- Short problem 1 -
Reproduce the passage of the solar car article that starts at "The 2005 race" and ends at "in Calgary, Alberta.".

## BEGIN Document text

Run for the Rays

University’s solar car fueled by sun, but heart comes from students

By MATT PEIKEN
St. Paul Pioneer Press; July 28, 2005©

Two police motorcycles blasting sirens roll into a parking lot in Sioux Falls, S.D., paving the way for a maroon van flashing its own warning lights. Dozens of adults and kids are cheering and waving little white pennants that read “North American Solar Challenge.”

They’re also expressing anticipation, curiosity and concern: Where, exactly, is the solar car?

The van turns a corner, unblocking the view, and there it is. All eyes tilt down and focus on what, at first glance, looks like a tanning bed on wheels. No sooner does it come to a stop than about two dozen college students, all in gold T-shirts, all strapped with wireless radio headsets, pour from two vans and descend on the car.

Some unhook bungee cords at the corners; others snap back hinges. The chaos is every bit as ordered as a NASCAR pit crew.

It’s July 20, exactly 1:41 p.m., and the University of Minnesota is the first team to arrive at this stage stop halfway through the 2005 North American Solar Challenge.

The 2005 race — or “rayce,” as these sun chasers term it — draws cars designed and built by teams of university students from all over the United States and Canada. Every two years, they compete against one another and also the weather, crossing the continent in cars fueled only by sunrays.

Twenty teams began July 17 at the starting line in Austin, Texas, with the finish line set 2,450 miles northwest, in Calgary, Alberta.

“1-2-3-UP!”

Four students — one at each corner — lift the shell onto their shoulders, revealing the innards of the car, along with driver Zach Kahly, who removes his helmet to reveal brown hair matted with sweat.

The shell is the car’s solar array, a molded sheet coated with hundreds of black, solar energy-grabbing panels the size of Nestle bars. A student carrying a silver water pump begins spraying it to better pull in the sun’s energy. Other students dive in, tending to the tires, the motor, the battery pack.

One Minnesota team member, John Wanner, calls this “an athletic event for the brain.”

For Minnesota, winning would stack up as the ultimate revenge of the nerds.

The school has finished runner-up in this contest three of the seven times it has competed, including the most recent running, in 2003. That history propels the 30 engineering, computer science and math students who had anything to do with building Minnesota’s latest car, named Borealis III.

Trevre Andrews estimates managing this project has eaten about 20 hours of his life every week for nearly two years, just a fraction of the 43,000 hours — all without pay or college credit — the Minnesota students collectively put into the car.

“That’s not just a number,” Andrews says. “We actually calculated it.”

## END Document text
## BEGIN Record set

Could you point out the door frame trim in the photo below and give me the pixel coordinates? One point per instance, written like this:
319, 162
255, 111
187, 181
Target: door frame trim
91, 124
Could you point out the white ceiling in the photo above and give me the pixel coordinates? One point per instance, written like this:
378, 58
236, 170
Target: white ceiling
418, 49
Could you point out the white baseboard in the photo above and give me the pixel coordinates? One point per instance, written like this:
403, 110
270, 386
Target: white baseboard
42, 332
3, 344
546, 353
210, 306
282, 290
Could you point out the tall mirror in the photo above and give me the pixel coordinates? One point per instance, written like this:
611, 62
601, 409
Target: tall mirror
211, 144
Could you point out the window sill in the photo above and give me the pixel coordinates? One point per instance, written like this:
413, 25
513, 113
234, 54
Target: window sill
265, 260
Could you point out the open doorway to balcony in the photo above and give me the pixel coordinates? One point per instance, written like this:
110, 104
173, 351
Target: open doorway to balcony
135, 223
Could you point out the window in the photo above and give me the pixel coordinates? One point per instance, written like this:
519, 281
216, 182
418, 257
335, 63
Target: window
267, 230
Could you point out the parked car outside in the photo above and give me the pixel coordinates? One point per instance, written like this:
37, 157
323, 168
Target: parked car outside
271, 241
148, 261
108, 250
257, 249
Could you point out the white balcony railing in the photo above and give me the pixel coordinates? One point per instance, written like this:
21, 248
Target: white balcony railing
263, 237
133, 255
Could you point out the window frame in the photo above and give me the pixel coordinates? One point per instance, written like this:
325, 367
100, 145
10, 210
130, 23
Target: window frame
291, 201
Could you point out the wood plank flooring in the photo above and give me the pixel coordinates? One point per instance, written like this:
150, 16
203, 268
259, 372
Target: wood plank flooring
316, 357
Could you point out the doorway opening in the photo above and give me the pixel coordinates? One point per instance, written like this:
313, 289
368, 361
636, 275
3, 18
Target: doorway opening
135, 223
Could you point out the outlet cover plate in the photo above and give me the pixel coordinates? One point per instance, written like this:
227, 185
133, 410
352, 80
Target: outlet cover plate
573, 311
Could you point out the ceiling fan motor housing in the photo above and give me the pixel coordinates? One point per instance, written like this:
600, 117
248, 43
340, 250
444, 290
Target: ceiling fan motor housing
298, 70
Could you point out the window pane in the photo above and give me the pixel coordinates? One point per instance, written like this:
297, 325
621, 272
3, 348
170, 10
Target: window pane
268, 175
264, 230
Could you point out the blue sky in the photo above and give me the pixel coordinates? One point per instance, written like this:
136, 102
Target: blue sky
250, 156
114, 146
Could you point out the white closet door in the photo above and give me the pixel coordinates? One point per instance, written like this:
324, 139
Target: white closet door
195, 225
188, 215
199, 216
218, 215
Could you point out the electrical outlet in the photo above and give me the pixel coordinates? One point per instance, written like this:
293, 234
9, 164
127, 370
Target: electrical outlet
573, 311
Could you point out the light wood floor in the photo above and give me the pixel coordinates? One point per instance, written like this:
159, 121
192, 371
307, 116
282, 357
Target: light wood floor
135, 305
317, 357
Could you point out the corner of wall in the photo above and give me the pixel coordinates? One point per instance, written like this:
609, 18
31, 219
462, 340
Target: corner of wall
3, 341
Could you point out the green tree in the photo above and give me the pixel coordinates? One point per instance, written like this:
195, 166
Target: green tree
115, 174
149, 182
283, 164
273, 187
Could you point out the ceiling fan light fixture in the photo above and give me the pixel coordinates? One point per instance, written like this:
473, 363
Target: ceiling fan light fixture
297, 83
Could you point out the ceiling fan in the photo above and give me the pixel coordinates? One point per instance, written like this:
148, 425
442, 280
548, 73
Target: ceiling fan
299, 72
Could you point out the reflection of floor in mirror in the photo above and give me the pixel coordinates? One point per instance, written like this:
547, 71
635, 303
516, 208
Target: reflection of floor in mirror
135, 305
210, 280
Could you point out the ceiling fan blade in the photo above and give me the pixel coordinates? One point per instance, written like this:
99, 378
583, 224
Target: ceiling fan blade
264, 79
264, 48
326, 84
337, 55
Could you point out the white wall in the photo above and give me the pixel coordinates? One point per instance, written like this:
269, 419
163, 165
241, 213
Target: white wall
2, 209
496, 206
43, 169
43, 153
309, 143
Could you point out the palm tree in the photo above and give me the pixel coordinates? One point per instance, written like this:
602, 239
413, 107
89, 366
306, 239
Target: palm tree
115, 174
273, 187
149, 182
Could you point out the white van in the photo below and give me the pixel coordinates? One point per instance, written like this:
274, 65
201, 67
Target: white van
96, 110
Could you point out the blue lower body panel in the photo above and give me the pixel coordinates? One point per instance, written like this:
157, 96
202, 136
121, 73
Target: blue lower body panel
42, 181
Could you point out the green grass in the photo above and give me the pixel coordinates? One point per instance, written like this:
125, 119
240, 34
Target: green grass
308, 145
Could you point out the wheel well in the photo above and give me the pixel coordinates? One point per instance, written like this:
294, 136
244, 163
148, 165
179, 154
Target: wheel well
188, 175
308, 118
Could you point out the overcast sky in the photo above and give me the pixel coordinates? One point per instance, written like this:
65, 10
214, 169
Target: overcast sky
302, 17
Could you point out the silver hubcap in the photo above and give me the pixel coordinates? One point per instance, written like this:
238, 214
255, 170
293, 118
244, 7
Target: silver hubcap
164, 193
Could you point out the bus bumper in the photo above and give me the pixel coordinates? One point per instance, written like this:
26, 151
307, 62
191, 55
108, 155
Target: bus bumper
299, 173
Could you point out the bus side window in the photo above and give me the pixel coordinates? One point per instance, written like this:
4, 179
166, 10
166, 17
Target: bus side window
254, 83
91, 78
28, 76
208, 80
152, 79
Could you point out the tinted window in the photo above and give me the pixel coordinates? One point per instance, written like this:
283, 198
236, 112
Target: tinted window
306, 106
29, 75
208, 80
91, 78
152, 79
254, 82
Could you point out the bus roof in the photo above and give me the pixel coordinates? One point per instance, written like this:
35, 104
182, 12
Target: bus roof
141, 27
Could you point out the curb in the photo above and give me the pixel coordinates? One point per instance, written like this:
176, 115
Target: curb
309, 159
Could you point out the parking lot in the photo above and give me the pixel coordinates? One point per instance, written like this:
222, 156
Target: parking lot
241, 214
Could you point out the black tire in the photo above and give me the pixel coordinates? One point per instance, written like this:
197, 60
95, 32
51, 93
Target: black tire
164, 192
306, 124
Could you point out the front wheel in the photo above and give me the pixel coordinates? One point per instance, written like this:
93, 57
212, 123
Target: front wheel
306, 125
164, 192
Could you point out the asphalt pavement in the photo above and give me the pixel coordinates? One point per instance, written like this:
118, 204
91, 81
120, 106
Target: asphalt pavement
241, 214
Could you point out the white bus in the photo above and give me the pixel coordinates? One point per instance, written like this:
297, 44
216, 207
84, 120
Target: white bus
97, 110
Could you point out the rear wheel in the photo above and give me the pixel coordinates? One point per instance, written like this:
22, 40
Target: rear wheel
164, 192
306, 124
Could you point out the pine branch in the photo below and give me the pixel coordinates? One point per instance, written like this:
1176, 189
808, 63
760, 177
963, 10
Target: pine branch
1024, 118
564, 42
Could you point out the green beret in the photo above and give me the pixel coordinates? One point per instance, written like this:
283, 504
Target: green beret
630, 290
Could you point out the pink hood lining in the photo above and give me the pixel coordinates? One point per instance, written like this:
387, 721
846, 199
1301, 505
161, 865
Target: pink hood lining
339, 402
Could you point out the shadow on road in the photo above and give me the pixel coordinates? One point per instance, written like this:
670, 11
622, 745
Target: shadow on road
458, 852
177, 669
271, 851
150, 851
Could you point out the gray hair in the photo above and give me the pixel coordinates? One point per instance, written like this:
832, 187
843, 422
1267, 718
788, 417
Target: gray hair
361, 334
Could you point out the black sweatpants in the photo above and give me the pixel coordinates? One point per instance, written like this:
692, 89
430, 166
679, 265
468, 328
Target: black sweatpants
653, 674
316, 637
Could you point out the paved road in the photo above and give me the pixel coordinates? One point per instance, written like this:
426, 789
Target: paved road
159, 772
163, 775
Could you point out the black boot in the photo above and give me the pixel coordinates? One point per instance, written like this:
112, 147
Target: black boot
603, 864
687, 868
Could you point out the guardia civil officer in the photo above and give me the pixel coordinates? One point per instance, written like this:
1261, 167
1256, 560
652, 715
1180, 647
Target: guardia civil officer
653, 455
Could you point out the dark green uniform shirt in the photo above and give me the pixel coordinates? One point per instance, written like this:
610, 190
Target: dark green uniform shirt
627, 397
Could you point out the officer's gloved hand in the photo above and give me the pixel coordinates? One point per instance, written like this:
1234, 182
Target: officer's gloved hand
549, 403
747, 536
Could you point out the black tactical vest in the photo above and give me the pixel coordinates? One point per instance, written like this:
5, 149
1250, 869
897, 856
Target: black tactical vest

## END Record set

- Short problem 2 -
How many lines of the rows contain the word "electrical"? Reply with the number only.

- Written reply 1 -
The 2005 race — or “rayce,” as these sun chasers term it — draws cars designed and built by teams of university students from all over the United States and Canada. Every two years, they compete against one another and also the weather, crossing the continent in cars fueled only by sunrays.

Twenty teams began July 17 at the starting line in Austin, Texas, with the finish line set 2,450 miles northwest, in Calgary, Alberta.

- Written reply 2 -
2